BRIEF:
Copy all lines below exactly as written. Leave pictures out.

[Image-grounded pointing data]
----------
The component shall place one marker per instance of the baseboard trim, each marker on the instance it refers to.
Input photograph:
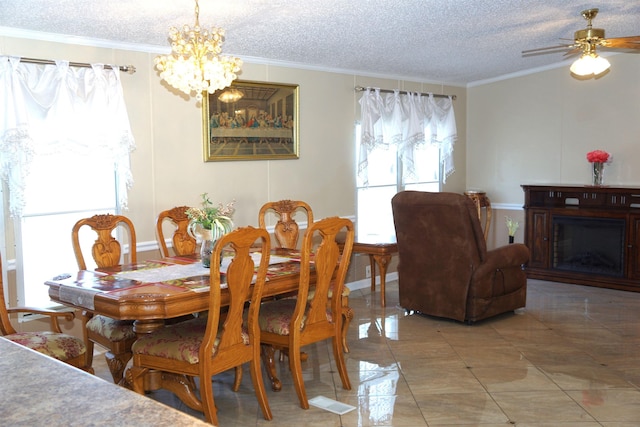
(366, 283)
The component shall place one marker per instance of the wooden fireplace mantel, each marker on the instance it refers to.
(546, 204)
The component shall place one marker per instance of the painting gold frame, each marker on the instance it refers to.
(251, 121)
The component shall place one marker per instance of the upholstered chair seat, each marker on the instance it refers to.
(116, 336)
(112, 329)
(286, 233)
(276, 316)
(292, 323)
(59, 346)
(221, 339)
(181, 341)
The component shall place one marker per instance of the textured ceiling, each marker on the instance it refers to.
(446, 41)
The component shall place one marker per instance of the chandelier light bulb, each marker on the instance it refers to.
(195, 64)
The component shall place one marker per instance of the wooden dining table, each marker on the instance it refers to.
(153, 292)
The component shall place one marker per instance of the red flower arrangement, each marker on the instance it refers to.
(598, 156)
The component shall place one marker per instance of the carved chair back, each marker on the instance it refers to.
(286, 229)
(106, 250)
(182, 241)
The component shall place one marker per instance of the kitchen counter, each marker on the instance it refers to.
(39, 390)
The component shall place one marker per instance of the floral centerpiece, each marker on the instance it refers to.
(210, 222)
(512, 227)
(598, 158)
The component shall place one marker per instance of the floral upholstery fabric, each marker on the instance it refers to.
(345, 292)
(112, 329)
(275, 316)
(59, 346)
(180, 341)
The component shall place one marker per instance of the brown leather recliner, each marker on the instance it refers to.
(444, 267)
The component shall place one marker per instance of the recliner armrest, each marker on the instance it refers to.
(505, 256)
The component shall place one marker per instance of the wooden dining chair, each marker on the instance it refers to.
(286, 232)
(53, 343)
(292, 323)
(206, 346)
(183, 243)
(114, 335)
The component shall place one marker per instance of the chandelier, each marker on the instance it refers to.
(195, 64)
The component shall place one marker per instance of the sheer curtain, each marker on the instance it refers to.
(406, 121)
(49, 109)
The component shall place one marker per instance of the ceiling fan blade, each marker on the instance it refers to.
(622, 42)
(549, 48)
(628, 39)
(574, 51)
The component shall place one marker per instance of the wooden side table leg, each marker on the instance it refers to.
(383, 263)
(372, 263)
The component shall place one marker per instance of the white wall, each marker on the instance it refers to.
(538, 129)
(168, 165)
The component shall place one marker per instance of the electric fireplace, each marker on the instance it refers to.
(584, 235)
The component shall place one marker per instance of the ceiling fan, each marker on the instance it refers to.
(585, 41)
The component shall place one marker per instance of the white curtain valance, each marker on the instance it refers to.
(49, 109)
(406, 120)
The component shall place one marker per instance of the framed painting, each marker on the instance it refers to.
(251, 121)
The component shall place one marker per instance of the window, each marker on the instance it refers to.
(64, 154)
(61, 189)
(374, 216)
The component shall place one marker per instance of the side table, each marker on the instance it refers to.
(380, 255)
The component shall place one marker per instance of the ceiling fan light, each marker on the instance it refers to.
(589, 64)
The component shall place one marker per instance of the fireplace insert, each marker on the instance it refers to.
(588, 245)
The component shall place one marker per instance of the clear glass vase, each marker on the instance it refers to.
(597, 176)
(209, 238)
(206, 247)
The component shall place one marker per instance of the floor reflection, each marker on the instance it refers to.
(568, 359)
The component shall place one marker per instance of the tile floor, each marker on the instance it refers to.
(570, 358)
----------
WORKED SOLUTION:
The component shall place one marker per instance of the baseboard trim, each marker on the instance it refers to.
Input photograph:
(366, 283)
The component shall place one marker per instance of the wooden fireplace mantel, each marker on the instance it refers to.
(546, 204)
The component shall place one marker per instance of the painting gold frame, each marker on the instance it refers to.
(251, 121)
The component shall place one marker per instance of the upholstered chair seat, each marker on the instance it refers to.
(116, 336)
(112, 329)
(286, 233)
(276, 316)
(292, 323)
(59, 346)
(221, 339)
(181, 341)
The component shall place one marker per instance of the textured ceiling, each marker on the instance it refers to.
(446, 41)
The component shall place one marker per instance of the chandelier light bulb, each marker on the instance it refers to.
(195, 64)
The component shall place one marker per instance of the wooden dining table, each marker on the instance it refers to.
(153, 292)
The component shall place one marker per instance of the red flower arrangement, each marker on the instance it refers to.
(598, 156)
The component shall place one marker per instance of the carved chair back, each marker on the instance it refers to.
(286, 229)
(106, 250)
(182, 241)
The component shall place one marker per instance of the kitchen counter, each marker on the instance it refers to.
(39, 390)
The component shall place one marker per instance of the floral centerpiece, each marker on the instance it refers to.
(210, 222)
(512, 227)
(598, 158)
The component shall place one marker per instance of the floral upholstery fabric, each marker on the instance it refers to.
(345, 292)
(112, 329)
(275, 316)
(59, 346)
(180, 341)
The component shall place one marker per instance of the brown leather recliner, each marker on the instance it refers to.
(444, 267)
The component shall place one marker per instance of the recliner armrest, each marker on the instance it refers to.
(505, 256)
The component shall place one marker per instance of the wooden dining chair, each marker on the instance it refers to.
(286, 232)
(53, 343)
(292, 323)
(206, 346)
(183, 243)
(114, 335)
The component shall place one marker per instance of the chandelier, each marker on the instance it refers to.
(195, 64)
The component shall place one marker per instance of the sheer curtain, each marker on the instance it refers to.
(406, 121)
(49, 109)
The component shall place one marker per instance of the ceiling fan blade, each marker on the instance it refers to.
(622, 42)
(549, 48)
(628, 39)
(574, 51)
The component shall place one marker per instance of the wooden side table leg, each marker on the instance it refers to.
(383, 263)
(372, 263)
The component shall place one marker per instance of the white wall, each marker on the instance it refers to.
(538, 129)
(168, 165)
The component shall place one marker per instance of the electric fireplace, each marker on the instance it refers to.
(584, 235)
The component shall place one marker per instance of the ceiling fan, each marker on the instance it refers to.
(585, 41)
The component shall place one marker per instance of the white curtain valance, each marker on the instance it refers to.
(49, 109)
(406, 120)
The component shall place one marker per instance of the framed painting, each marker on the instance it refers to.
(251, 121)
The component shall place one marker per instance of the window, each marker on the instance it refers to.
(64, 154)
(61, 189)
(374, 216)
The component shall place one marker per instance of the side table, each marker on the instance it refers to.
(380, 255)
The component shall place one marker per instance of the ceiling fan light, each marker on the instance it refers to.
(589, 64)
The component shall place one marker per instance of the fireplace insert, each marker on the instance it refers to.
(588, 245)
The component shall place one marker per instance of the clear glass vase, each marker on the instance it refers to.
(597, 176)
(209, 238)
(206, 247)
The component shall place one marker per instance of the floor reflection, each marker on the instance it refers to.
(568, 359)
The component shall place one marker per instance of the tile floor, each marker on the instance it refers to.
(570, 358)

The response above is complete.